=== WHAT YOU NEED TO DO ===
Reproduce, word for word, the lines in the material below starting with the one that has "Guideline: for every instance of the primary" and going on through the one that has "Guideline: for every instance of the ornate". Leave out all pictures.

##############################

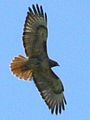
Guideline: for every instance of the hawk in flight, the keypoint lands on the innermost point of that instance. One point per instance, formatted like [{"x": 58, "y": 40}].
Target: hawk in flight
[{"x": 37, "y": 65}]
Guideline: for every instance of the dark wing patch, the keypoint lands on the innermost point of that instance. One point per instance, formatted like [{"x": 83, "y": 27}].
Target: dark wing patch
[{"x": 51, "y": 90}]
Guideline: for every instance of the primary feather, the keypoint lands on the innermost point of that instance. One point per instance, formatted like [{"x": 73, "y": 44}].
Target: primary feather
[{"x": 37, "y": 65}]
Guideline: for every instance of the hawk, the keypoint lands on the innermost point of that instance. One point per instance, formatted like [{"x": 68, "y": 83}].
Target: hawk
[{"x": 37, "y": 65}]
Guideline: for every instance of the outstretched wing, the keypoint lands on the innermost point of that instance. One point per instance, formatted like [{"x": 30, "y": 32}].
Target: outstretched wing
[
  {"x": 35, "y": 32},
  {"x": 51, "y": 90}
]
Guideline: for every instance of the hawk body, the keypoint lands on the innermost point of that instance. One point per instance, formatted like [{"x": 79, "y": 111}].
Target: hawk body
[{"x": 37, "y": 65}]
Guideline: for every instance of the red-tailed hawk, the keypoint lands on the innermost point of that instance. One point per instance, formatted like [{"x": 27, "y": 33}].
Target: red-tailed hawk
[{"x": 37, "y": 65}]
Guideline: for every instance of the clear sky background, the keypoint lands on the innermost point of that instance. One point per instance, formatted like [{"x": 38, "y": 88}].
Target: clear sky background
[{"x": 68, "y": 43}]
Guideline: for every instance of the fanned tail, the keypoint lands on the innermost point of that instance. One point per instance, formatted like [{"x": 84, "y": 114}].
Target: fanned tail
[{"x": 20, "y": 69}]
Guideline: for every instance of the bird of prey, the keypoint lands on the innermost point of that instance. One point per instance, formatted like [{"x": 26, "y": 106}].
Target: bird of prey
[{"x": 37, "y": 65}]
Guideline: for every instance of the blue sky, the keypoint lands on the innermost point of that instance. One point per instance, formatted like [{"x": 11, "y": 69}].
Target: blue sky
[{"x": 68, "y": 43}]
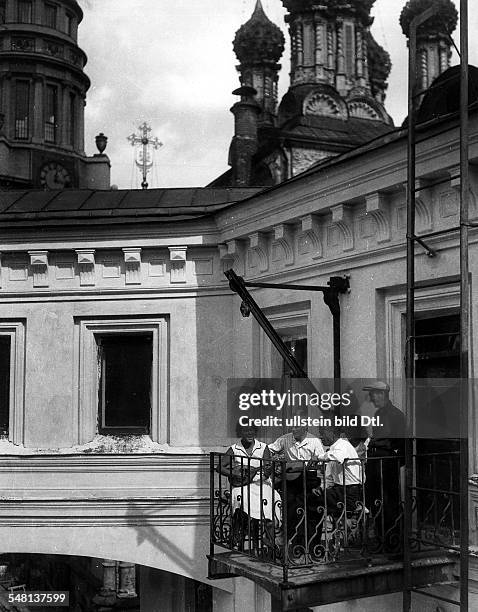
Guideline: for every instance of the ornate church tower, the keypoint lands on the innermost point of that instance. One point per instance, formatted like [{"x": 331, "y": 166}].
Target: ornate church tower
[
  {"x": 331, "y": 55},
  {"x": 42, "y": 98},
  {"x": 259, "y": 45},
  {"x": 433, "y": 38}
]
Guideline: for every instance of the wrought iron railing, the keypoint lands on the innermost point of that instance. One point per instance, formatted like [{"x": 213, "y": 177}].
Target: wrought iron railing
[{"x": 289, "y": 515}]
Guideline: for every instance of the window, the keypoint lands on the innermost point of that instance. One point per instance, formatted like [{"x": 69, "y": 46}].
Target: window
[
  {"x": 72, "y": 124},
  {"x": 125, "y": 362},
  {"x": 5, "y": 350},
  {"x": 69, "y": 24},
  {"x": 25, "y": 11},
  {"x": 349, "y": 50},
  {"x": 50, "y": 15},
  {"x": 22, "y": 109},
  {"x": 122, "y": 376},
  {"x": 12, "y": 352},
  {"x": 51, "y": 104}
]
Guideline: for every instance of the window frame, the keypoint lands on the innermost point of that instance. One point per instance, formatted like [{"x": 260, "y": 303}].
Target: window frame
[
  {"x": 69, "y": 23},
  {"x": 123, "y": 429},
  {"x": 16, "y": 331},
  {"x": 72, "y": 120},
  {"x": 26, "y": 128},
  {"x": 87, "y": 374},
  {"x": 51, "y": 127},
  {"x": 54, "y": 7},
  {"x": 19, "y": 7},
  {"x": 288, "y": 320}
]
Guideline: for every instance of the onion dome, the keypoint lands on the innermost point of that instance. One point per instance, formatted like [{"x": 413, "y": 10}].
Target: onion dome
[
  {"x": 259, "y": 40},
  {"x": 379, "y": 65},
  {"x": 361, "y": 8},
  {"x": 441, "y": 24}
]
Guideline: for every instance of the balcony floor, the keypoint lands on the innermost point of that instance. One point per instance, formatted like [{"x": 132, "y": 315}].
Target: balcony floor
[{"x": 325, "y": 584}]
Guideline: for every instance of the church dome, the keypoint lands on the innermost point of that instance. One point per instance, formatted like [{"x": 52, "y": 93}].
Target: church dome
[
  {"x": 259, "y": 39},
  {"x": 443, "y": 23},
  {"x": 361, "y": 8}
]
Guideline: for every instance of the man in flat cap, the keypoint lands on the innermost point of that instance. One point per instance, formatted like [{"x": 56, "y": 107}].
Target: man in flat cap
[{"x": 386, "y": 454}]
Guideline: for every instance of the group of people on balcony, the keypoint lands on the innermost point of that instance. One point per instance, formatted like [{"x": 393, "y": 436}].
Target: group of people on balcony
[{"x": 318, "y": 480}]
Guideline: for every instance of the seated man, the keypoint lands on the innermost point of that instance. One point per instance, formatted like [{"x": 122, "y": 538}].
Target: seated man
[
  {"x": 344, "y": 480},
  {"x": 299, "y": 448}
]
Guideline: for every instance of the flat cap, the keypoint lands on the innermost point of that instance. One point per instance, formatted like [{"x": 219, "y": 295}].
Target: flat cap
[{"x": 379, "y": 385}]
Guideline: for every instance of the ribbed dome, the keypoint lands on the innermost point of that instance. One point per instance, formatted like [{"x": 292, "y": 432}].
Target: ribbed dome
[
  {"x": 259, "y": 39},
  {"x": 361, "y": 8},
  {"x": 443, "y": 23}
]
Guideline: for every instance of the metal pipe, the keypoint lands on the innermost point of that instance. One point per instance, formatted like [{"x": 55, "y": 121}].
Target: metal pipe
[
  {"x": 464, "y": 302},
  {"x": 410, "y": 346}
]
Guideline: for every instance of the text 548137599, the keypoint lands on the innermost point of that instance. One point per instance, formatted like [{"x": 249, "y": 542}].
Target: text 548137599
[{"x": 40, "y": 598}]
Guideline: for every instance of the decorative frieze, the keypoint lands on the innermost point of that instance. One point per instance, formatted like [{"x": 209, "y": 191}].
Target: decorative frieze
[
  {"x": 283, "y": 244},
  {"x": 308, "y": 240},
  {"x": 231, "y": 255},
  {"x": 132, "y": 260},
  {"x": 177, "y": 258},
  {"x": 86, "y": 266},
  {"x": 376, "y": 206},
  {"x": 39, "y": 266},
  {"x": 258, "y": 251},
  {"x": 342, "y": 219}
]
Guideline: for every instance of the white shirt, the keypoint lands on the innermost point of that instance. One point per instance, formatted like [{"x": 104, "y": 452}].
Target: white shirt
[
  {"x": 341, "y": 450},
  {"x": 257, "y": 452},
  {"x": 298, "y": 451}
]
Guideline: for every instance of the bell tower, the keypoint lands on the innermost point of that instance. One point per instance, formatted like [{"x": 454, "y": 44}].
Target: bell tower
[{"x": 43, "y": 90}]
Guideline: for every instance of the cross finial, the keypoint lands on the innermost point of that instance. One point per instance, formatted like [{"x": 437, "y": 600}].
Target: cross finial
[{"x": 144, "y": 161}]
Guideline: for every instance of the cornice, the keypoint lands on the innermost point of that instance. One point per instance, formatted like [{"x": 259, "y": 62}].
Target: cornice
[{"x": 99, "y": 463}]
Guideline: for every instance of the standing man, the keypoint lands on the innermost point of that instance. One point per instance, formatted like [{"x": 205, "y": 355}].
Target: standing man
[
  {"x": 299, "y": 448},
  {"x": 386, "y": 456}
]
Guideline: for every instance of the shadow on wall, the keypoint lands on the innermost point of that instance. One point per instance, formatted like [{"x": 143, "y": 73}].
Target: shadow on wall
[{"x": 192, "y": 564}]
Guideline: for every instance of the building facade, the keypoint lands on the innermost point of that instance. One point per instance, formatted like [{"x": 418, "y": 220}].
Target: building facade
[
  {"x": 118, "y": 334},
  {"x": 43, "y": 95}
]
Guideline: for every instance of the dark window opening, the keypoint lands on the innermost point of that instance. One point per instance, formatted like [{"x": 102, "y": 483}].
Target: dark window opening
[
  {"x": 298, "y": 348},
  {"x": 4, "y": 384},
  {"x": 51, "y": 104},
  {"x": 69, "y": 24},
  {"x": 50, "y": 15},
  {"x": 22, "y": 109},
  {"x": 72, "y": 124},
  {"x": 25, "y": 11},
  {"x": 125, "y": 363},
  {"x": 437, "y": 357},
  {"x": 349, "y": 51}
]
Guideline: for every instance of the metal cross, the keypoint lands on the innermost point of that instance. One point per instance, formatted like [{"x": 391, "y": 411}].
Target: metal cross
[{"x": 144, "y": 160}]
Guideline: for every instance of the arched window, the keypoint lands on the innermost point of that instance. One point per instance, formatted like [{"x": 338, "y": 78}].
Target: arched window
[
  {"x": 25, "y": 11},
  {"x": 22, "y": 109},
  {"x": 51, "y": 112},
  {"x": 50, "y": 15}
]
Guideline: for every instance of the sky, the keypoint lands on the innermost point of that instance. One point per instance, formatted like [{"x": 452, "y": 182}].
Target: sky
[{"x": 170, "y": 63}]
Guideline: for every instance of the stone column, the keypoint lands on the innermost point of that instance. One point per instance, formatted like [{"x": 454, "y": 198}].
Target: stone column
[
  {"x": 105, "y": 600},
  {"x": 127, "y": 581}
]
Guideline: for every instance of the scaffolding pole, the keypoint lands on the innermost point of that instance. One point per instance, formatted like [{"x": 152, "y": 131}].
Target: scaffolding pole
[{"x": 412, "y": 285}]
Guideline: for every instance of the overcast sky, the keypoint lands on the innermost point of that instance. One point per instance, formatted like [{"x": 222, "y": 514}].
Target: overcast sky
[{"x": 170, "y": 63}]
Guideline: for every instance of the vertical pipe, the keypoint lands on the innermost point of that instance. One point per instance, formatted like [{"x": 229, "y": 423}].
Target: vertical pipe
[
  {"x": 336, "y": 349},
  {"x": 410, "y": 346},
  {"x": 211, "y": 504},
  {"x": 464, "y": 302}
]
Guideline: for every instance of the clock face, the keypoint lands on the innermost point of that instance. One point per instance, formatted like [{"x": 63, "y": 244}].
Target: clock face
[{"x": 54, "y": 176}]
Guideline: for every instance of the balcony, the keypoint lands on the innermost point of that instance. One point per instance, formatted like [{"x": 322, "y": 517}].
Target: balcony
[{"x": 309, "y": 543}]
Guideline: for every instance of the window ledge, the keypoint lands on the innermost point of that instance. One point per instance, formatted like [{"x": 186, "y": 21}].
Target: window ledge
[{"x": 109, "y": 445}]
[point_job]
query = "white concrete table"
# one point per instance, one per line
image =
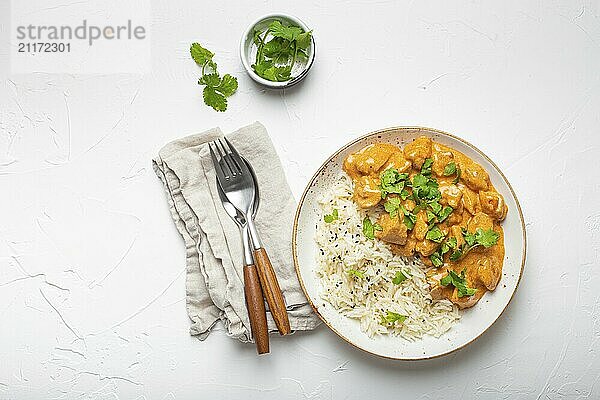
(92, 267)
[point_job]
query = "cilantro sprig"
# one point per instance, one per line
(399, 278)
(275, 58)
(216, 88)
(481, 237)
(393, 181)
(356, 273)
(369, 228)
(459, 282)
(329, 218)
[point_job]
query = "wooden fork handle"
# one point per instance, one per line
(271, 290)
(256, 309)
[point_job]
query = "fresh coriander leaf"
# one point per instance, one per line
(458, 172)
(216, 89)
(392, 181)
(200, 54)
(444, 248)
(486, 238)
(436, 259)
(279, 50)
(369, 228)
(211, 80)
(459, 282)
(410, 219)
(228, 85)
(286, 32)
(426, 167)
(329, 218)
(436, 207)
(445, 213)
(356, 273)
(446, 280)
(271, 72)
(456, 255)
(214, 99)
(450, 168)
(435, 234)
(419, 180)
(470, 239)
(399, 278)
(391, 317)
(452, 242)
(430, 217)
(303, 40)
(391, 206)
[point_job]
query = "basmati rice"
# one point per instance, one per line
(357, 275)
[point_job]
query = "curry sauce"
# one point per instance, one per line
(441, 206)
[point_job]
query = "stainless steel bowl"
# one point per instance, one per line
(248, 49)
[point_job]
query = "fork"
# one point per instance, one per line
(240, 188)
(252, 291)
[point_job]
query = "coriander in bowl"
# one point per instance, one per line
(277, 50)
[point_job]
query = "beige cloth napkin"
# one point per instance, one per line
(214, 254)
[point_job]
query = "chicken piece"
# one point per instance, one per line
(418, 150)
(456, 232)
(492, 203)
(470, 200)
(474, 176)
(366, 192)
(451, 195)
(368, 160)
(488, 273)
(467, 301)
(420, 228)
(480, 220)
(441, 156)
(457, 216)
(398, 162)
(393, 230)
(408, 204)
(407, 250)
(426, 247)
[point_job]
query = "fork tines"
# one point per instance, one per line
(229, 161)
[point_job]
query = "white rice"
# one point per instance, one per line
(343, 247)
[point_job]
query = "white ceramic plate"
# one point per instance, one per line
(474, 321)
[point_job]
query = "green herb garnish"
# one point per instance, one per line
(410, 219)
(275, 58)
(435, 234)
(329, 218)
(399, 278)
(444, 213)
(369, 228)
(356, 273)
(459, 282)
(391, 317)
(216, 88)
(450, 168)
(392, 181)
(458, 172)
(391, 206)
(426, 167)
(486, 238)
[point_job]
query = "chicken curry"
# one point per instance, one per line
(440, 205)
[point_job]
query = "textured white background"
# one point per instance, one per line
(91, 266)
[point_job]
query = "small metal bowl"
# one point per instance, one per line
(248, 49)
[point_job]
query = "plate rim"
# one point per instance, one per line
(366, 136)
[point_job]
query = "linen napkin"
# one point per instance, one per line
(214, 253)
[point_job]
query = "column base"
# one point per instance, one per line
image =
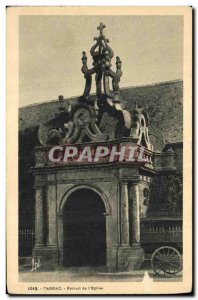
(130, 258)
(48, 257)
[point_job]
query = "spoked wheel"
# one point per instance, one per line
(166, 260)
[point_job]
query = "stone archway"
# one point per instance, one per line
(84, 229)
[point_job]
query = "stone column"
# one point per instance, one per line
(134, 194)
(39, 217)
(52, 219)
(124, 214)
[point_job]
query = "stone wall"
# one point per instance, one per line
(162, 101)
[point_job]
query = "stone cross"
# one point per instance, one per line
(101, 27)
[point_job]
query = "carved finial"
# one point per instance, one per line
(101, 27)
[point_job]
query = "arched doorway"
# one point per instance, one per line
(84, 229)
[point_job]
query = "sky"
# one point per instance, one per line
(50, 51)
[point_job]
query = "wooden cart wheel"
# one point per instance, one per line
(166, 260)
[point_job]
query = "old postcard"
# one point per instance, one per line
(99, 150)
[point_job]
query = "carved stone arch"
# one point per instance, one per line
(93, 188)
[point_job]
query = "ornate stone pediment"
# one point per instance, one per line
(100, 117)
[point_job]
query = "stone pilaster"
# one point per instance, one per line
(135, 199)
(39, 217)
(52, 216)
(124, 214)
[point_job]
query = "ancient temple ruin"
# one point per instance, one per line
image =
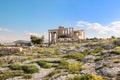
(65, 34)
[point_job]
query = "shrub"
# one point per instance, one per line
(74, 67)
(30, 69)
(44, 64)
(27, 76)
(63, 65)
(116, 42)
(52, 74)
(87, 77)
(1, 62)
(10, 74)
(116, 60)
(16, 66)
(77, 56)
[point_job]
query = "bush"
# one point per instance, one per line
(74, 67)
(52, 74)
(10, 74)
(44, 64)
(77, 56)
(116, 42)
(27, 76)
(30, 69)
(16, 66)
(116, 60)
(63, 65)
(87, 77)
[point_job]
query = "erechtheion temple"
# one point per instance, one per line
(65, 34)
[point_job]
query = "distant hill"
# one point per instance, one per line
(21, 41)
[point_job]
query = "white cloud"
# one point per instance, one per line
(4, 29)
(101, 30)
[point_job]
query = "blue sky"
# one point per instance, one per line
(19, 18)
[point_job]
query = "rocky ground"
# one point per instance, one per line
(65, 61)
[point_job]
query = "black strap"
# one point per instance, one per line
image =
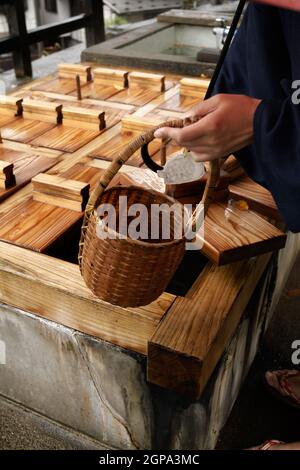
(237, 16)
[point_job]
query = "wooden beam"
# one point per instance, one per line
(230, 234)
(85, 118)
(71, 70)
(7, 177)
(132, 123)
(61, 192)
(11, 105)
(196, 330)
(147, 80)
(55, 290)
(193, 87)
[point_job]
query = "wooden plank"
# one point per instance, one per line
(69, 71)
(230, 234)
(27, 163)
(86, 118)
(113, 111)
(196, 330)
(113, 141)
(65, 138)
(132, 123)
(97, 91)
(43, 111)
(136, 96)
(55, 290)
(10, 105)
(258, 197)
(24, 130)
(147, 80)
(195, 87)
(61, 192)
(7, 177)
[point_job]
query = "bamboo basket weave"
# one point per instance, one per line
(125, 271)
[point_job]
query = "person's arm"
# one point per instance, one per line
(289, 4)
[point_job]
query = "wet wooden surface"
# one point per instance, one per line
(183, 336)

##############################

=== ANSWER FOR THIS EXERCISE ===
Guideline: for every instance of the primary feather, the keypoint lands on the innermost point of that instance. One point per instance, formatted like [{"x": 73, "y": 44}].
Target: primary feather
[{"x": 37, "y": 65}]
Guideline: for every instance of the hawk, the keypoint lands on the innermost point of that instance. One point per instance, formatted like [{"x": 68, "y": 83}].
Target: hawk
[{"x": 37, "y": 65}]
Guideline: for every instance of the outstretched wing, the keypoint lands on the innermost point of that instance. One point per instance, formatted like [{"x": 30, "y": 32}].
Target: outstretched wing
[
  {"x": 35, "y": 32},
  {"x": 51, "y": 90}
]
Guideline: for every instance of the hawk body, the keypoint lands on the innermost point of that instance. One point per instance, formatted like [{"x": 79, "y": 111}].
Target: hawk body
[{"x": 37, "y": 65}]
Guideline: for every instance of the red-tailed hawk, the keypoint lands on the innermost point of that instance. One point per instance, formatted like [{"x": 27, "y": 33}].
Target: red-tailed hawk
[{"x": 37, "y": 65}]
Guideline: for every instance of the clear sky background, the keypoint lands on the innermost point of that instance. One point per instance, formatted like [{"x": 38, "y": 88}].
Target: clear sky background
[{"x": 68, "y": 43}]
Guideline: for every instance of the fanned tail, the keypoint lands on the innermost point of that instance. One point per instance, formatted like [{"x": 84, "y": 114}].
Target: fanned tail
[{"x": 20, "y": 69}]
Guideline: for every instance of the bird of prey, the keypoint lands on the innermost point of that instance. One point per instance, formatted like [{"x": 26, "y": 106}].
Target: bird of prey
[{"x": 37, "y": 65}]
Guideline: for every instance of the blue sky, the keypoint lands on the innermost point of that instance. One point per instance, formatted like [{"x": 11, "y": 69}].
Target: blue sky
[{"x": 68, "y": 43}]
Guideline: for every instance of the ornate church tower, the keypoint lands on the innermost point of that instance. One point per instance, formatted like [{"x": 331, "y": 166}].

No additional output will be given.